Saved entries:
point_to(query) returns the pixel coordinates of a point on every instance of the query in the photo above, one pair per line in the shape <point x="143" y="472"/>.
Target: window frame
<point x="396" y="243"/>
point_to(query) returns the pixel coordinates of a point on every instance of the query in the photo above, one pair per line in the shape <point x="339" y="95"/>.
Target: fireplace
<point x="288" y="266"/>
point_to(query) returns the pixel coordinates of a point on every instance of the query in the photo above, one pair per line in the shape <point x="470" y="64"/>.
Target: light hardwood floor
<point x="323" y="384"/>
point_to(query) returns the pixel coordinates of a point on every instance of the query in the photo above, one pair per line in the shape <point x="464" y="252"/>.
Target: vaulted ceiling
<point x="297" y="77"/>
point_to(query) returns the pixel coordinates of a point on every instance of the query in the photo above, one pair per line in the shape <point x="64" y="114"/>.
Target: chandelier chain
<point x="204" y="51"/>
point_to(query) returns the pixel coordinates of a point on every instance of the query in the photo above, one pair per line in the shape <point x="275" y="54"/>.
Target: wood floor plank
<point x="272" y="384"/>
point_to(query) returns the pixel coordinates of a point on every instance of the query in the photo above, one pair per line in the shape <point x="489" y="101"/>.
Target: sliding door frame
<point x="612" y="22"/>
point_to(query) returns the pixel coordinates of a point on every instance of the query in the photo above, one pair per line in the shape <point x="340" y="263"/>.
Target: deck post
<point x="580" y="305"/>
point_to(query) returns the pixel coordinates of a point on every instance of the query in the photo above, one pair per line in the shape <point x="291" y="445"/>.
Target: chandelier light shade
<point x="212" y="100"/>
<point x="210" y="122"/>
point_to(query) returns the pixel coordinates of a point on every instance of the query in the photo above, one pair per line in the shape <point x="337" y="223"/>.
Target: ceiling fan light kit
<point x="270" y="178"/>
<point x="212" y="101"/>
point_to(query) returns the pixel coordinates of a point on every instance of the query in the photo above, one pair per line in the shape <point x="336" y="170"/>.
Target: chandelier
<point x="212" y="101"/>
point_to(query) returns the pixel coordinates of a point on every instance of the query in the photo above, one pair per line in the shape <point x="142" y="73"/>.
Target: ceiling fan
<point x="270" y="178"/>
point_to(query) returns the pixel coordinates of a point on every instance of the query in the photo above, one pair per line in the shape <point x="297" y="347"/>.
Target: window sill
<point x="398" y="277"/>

- Brief
Each record above is to be reproduced verbatim.

- Output for this task
point_to(query) returns the pixel coordinates of a point on every instance of the query in the photo above, one pair per line in the shape <point x="143" y="472"/>.
Target: window frame
<point x="396" y="243"/>
point_to(query) returns the pixel coordinates of a point on every instance of the query in the photo above, one pair per line in the shape <point x="339" y="95"/>.
Target: fireplace
<point x="288" y="266"/>
point_to(query) returns the pixel coordinates of a point on every instance of the query in the photo above, one pair per line in the shape <point x="470" y="64"/>.
Target: light hardwood floor
<point x="323" y="384"/>
point_to(query) returns the pixel coordinates of a point on every instance of the query in the photo above, one pair per line in the shape <point x="464" y="252"/>.
Target: vaulted ceiling
<point x="297" y="77"/>
point_to(query) returns the pixel coordinates of a point on every instance of the query in the photo above, one pair per line in the shape <point x="64" y="114"/>.
Target: chandelier chain
<point x="204" y="51"/>
point_to(query) returns the pixel coordinates of a point on every instance of the query in the photo above, one pair per line in the shape <point x="275" y="54"/>.
Target: wood floor plank
<point x="272" y="384"/>
point_to(query) returns the pixel coordinates of a point on every instance of the query in the photo above, one pair per line in the shape <point x="489" y="101"/>.
Target: sliding door frame
<point x="612" y="22"/>
point_to(query) returns the pixel coordinates of a point on every instance of the query in the photo above, one pair per line in the shape <point x="340" y="263"/>.
Target: deck post
<point x="580" y="305"/>
point_to(query) returns the pixel coordinates of a point on every instance of the query in the photo above, one pair per line in the shape <point x="291" y="445"/>.
Target: chandelier light shade
<point x="212" y="100"/>
<point x="210" y="122"/>
point_to(query) returns the pixel coordinates of a point on every instance of the query in the photo above, one pair per line in the shape <point x="337" y="223"/>.
Target: ceiling fan light kit
<point x="270" y="178"/>
<point x="212" y="101"/>
point_to(query) returns the pixel coordinates of a point on every instance of the query in the photo above, one pair per line in the shape <point x="336" y="170"/>.
Target: chandelier
<point x="212" y="101"/>
point_to(query) returns the pixel coordinates of a point on every instance of the query in the photo above, one pair per line in the shape <point x="142" y="73"/>.
Target: ceiling fan
<point x="270" y="178"/>
point_to(query) returns the pixel coordinates of a point on every instance of the query in the photo above, one pair per line in the shape <point x="297" y="347"/>.
Target: window sill
<point x="398" y="277"/>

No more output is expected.